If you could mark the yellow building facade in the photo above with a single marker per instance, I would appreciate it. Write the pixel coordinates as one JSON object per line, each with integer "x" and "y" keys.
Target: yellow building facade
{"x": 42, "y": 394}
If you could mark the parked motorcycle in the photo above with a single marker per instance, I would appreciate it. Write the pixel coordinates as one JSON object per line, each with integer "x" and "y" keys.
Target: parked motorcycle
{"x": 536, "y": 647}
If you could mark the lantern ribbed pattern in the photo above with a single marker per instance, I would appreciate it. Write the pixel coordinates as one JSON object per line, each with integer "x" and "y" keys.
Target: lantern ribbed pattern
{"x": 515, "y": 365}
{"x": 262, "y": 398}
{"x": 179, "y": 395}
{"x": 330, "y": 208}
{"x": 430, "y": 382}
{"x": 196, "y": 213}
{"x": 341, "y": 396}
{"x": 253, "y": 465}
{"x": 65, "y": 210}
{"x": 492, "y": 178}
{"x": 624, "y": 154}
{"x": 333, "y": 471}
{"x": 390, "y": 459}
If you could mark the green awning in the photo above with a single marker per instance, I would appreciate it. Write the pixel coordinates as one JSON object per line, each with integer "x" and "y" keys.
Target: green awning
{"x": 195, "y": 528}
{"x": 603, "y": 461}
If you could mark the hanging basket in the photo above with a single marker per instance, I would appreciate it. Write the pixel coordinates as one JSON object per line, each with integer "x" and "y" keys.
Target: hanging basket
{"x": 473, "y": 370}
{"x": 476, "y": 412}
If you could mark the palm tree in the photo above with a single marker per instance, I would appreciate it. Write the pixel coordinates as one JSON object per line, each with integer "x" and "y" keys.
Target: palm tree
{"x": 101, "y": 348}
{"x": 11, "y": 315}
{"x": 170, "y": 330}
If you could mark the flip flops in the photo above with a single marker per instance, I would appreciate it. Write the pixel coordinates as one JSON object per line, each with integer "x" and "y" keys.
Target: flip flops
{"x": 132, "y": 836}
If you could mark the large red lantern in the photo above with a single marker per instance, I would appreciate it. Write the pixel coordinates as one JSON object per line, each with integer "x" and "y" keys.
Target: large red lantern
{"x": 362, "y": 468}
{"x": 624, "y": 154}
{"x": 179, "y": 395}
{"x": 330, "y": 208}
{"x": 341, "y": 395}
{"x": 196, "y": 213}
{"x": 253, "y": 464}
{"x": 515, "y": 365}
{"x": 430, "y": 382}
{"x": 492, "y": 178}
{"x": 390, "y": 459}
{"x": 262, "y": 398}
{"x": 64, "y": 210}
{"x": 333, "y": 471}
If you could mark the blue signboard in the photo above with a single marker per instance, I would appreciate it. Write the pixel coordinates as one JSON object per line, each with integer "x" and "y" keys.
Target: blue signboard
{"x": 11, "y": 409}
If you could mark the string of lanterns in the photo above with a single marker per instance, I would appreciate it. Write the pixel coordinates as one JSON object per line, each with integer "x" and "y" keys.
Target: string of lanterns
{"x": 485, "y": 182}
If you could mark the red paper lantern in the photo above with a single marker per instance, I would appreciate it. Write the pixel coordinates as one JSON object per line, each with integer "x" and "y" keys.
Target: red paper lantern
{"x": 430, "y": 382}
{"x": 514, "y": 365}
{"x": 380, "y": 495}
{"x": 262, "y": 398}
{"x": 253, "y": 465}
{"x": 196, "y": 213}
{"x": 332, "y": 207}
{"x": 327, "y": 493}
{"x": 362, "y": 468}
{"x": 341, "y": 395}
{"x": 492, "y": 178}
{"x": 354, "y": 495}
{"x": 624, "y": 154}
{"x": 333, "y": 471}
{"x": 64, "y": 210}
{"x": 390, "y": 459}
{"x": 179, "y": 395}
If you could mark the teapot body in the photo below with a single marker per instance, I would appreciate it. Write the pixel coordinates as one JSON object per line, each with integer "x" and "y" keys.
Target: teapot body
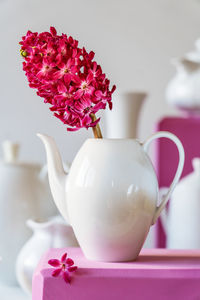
{"x": 111, "y": 196}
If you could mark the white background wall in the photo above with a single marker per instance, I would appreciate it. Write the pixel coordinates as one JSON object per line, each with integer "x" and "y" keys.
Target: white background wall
{"x": 133, "y": 40}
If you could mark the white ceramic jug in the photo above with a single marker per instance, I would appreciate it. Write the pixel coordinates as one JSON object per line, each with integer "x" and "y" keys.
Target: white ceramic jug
{"x": 53, "y": 233}
{"x": 182, "y": 220}
{"x": 24, "y": 194}
{"x": 183, "y": 91}
{"x": 111, "y": 194}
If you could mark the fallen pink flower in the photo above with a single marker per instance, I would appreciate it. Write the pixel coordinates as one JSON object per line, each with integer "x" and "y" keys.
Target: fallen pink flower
{"x": 64, "y": 267}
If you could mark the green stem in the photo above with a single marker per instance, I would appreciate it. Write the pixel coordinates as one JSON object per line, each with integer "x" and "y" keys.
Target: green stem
{"x": 96, "y": 130}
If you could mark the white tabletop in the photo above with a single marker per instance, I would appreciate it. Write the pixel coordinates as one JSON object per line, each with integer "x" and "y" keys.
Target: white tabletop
{"x": 15, "y": 293}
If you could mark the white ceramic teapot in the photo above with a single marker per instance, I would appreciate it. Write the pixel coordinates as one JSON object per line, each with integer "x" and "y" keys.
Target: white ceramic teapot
{"x": 182, "y": 220}
{"x": 52, "y": 233}
{"x": 111, "y": 194}
{"x": 183, "y": 91}
{"x": 24, "y": 194}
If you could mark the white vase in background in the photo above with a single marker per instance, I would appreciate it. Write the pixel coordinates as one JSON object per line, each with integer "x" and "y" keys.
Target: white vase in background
{"x": 121, "y": 121}
{"x": 183, "y": 91}
{"x": 24, "y": 194}
{"x": 110, "y": 195}
{"x": 54, "y": 233}
{"x": 182, "y": 220}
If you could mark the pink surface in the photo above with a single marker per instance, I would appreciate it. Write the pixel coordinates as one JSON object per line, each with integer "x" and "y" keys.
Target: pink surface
{"x": 188, "y": 131}
{"x": 156, "y": 274}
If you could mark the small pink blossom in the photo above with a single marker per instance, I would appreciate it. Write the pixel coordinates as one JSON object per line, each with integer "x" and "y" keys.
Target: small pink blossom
{"x": 66, "y": 77}
{"x": 64, "y": 267}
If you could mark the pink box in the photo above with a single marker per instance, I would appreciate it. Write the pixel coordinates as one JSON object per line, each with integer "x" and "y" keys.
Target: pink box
{"x": 157, "y": 274}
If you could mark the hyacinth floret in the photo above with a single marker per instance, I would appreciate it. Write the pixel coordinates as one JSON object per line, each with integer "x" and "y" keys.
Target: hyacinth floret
{"x": 66, "y": 77}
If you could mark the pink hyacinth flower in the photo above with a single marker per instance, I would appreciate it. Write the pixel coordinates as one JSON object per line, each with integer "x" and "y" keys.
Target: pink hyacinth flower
{"x": 64, "y": 267}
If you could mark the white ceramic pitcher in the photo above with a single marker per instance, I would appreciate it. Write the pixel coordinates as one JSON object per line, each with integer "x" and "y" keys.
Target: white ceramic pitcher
{"x": 111, "y": 194}
{"x": 24, "y": 194}
{"x": 52, "y": 233}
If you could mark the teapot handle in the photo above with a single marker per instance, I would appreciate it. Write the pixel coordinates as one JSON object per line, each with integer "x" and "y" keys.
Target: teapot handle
{"x": 172, "y": 137}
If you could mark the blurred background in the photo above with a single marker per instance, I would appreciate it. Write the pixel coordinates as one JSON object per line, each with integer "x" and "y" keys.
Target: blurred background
{"x": 133, "y": 41}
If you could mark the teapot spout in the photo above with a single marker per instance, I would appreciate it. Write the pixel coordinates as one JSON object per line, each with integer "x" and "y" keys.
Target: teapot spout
{"x": 56, "y": 173}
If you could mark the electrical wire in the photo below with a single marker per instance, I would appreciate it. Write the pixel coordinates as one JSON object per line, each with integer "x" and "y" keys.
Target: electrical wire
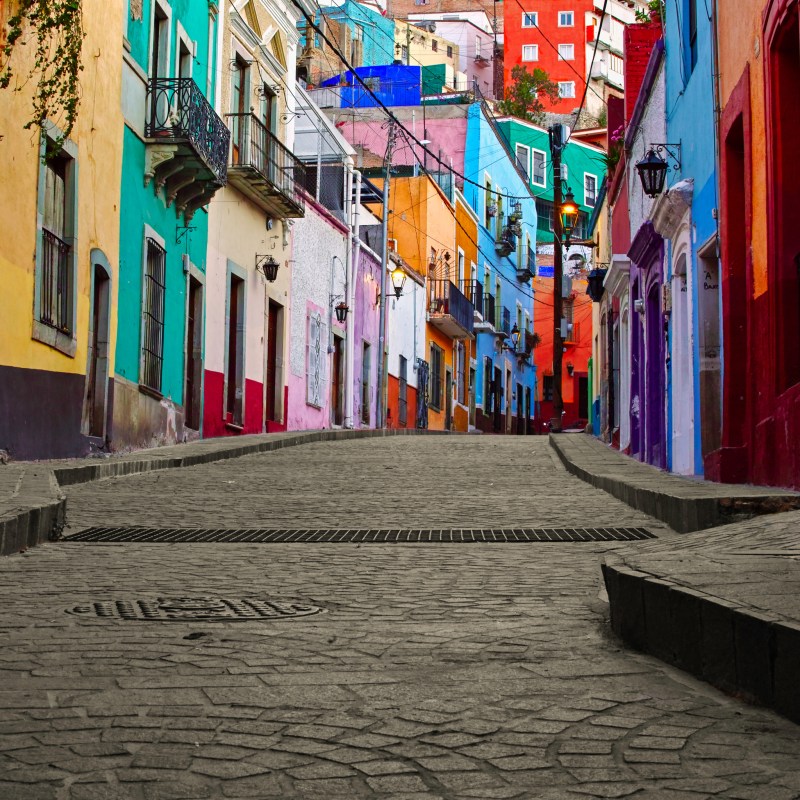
{"x": 391, "y": 115}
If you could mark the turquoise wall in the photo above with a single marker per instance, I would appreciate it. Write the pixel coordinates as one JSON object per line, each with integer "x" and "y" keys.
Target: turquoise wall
{"x": 140, "y": 206}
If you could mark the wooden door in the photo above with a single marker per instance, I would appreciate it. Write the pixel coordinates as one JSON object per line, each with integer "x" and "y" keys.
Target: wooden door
{"x": 272, "y": 362}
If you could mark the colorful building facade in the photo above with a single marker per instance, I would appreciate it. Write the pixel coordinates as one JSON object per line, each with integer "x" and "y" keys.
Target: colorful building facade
{"x": 169, "y": 172}
{"x": 246, "y": 330}
{"x": 59, "y": 256}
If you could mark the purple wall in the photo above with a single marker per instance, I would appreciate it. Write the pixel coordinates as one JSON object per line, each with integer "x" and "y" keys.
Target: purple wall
{"x": 648, "y": 380}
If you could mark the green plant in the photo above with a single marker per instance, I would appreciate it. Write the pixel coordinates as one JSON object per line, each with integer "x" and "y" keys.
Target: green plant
{"x": 57, "y": 26}
{"x": 523, "y": 96}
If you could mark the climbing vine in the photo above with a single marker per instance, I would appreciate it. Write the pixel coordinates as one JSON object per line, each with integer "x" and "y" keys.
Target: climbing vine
{"x": 57, "y": 27}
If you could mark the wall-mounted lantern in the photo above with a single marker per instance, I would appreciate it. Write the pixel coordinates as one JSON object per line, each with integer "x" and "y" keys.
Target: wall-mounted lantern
{"x": 569, "y": 215}
{"x": 269, "y": 266}
{"x": 653, "y": 167}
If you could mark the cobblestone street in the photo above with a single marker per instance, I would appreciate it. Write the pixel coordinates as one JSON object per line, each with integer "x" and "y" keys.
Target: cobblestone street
{"x": 432, "y": 670}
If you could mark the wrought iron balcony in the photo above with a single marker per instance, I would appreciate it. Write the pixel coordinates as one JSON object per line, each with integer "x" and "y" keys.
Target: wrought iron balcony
{"x": 449, "y": 310}
{"x": 188, "y": 143}
{"x": 264, "y": 169}
{"x": 507, "y": 243}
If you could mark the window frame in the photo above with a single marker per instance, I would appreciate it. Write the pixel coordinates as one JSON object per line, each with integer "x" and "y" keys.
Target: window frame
{"x": 543, "y": 154}
{"x": 566, "y": 96}
{"x": 587, "y": 176}
{"x": 561, "y": 56}
{"x": 64, "y": 341}
{"x": 151, "y": 234}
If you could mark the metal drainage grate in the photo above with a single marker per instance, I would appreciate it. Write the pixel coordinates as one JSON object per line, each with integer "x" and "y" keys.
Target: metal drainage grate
{"x": 391, "y": 536}
{"x": 195, "y": 609}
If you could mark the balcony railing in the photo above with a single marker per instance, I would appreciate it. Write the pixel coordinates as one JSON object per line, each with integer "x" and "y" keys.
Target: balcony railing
{"x": 505, "y": 322}
{"x": 449, "y": 309}
{"x": 265, "y": 168}
{"x": 179, "y": 112}
{"x": 56, "y": 290}
{"x": 488, "y": 308}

━━━━━━━━

Restate the final lines of the listing above word for word, beginning at the line that contains "If you could mark the metal".

If you could mark the metal drainage grate in the photo above with a single marker per instance, I would appreciate it. Write the pixel coordinates as one JSON object per line, each with integer "x" and "y" keys.
Target: metal drainage grate
{"x": 391, "y": 536}
{"x": 195, "y": 609}
If you could mark the balcony railing in the photo above with a single marker per instance, I would appreciate it. Write the pixel coordinates as one JSON object per line, each with integer "x" and "y" keys.
Target: balcony railing
{"x": 505, "y": 322}
{"x": 449, "y": 309}
{"x": 265, "y": 168}
{"x": 179, "y": 112}
{"x": 56, "y": 290}
{"x": 488, "y": 308}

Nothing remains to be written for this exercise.